Hacker News new | ask | show | jobs
by nu11ptr 1044 days ago
The article has fair points, but after trying OCaml and Rust... I chose Rust. Without going into huge amounts of detail, a compiler is more than simply a parser/ast/code generator and there are other aspects to consider such as the richness of the ecosystem, editor support, etc. Also, I suspect the author is more familiar with OCaml than Rust as you wouldn't typically box everything but likely use an arena for the AST. In the same way, I am more familiar with Rust than OCaml, so some of the warts I observed may be to lack of familiarity. As such I suspect the authors perspective is biased...as is mine. Nothing wrong with that.
2 comments

Can you write an equivalent piece of code that shows why Rust wins here with more familiarity and leveraging the ecosystem? With compilers I don't think there is a huge amount of using the ecosystem. I think what TFA does is a good case study in trying to be objective: write it both ways and compare.

**Exercise requirements**.
**a)** Decide whether each statement agrees with the OCaml-versus-Rust thread above. Answer yes or no for each and quote the exact words of the thread that settle it. (i) After trying both languages, the first commenter chose OCaml. (ii) The first commenter says that in Rust you would typically box everything in the AST. (iii) The reply doubts that writing a compiler draws much on the ecosystem.
**b)** Pick up the OCaml-versus-Rust thread above after its last sentence and keep it going.

**Record extracts**.

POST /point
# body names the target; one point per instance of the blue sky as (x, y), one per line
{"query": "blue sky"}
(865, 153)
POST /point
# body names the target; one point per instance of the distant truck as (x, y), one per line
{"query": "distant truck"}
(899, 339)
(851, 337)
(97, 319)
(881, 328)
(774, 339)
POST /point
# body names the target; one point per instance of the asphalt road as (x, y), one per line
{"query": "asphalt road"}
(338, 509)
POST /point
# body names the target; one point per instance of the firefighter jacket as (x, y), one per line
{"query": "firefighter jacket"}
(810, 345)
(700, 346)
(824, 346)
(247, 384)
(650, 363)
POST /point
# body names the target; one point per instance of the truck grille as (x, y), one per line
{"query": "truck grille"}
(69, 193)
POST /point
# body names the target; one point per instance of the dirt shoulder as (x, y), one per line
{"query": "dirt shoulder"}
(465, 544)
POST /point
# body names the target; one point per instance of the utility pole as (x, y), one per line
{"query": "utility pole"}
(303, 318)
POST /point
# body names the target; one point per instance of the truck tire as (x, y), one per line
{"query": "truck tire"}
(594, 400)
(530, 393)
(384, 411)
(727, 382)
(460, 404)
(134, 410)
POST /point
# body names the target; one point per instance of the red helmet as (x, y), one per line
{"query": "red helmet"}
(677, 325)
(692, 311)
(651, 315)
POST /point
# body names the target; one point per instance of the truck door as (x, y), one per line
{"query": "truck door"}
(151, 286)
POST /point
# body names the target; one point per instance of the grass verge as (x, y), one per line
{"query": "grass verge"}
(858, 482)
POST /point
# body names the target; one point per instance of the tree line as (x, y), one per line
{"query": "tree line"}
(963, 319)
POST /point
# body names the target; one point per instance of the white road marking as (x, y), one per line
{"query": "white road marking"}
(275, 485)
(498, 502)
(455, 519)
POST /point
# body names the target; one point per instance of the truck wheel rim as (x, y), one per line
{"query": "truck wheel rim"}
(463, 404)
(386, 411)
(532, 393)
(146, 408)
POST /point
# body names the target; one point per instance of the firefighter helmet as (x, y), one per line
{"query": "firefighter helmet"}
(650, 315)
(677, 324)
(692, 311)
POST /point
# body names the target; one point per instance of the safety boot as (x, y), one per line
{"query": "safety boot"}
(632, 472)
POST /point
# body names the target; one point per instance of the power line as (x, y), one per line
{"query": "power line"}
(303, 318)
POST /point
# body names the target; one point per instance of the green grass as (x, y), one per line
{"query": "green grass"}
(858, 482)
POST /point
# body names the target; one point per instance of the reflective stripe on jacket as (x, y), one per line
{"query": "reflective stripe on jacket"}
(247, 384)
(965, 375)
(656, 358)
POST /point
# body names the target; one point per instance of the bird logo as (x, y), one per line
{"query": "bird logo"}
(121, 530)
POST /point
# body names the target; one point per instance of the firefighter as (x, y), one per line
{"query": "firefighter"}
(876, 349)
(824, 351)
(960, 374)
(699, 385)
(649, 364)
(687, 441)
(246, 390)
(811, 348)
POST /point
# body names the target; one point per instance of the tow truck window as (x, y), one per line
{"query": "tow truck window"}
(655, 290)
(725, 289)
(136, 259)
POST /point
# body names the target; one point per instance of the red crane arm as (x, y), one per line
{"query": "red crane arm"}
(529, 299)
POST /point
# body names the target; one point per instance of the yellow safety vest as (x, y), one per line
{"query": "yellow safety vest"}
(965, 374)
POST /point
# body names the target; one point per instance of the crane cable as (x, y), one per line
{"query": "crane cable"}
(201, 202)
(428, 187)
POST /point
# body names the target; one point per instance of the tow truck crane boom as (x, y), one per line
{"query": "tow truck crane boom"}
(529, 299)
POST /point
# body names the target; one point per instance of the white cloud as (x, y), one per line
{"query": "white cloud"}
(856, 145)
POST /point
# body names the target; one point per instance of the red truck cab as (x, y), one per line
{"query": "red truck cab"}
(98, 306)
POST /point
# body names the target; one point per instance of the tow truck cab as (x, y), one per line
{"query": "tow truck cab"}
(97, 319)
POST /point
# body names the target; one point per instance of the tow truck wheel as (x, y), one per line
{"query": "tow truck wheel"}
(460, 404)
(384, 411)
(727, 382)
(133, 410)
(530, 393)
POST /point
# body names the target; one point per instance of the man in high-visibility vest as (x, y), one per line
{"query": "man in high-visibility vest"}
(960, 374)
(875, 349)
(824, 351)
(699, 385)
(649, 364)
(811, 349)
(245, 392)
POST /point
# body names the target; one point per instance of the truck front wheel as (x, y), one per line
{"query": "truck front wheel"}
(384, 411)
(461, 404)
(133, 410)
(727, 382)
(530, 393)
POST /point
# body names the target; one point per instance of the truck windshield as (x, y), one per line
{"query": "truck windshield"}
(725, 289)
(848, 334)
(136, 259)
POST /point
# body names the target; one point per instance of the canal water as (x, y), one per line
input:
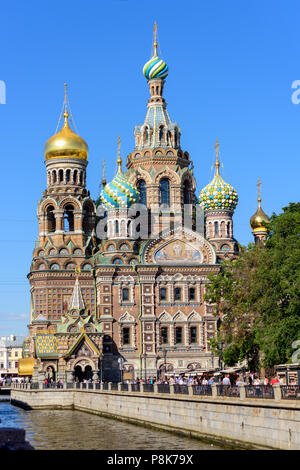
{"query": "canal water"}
(76, 430)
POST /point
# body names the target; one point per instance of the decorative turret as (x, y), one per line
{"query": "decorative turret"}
(218, 194)
(119, 192)
(66, 143)
(157, 130)
(117, 197)
(218, 200)
(259, 221)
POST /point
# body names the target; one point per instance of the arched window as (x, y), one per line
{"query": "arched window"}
(216, 228)
(146, 135)
(161, 133)
(141, 186)
(69, 218)
(51, 223)
(54, 266)
(164, 189)
(75, 177)
(186, 193)
(86, 267)
(228, 229)
(70, 266)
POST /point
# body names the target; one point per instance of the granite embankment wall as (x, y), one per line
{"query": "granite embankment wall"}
(239, 422)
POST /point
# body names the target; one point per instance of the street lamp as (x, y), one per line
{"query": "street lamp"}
(121, 361)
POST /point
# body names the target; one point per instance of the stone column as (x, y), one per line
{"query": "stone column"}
(277, 392)
(214, 390)
(242, 389)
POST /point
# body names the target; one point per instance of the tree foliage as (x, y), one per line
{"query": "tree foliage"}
(258, 296)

**Outputs in order**.
**a)**
(i) No: "I chose Rust."
(ii) No: "you wouldn't typically box everything but likely use an arena for the AST"
(iii) Yes: "With compilers I don't think there is a huge amount of using the ecosystem."

**b)**
I'm just saying a compiler is a program, and while the more important things are heavy algorithm related, supporting libraries like those for error handling, etc. all still matter and add up. No problem if you disagree - just my perspective. This isn't so much an objective thing as it is a personal opinion.
Personally, it’s not so much that I disagree. It’s more that Ocaml has a top notch ecosystem for compiler writing. That’s probably by far its strongest point with library like Menhir having few equivalent in different ecosystem.

Not that there is anything wrong with Rust if you are ready to pay the price of having so much low level things to deal with.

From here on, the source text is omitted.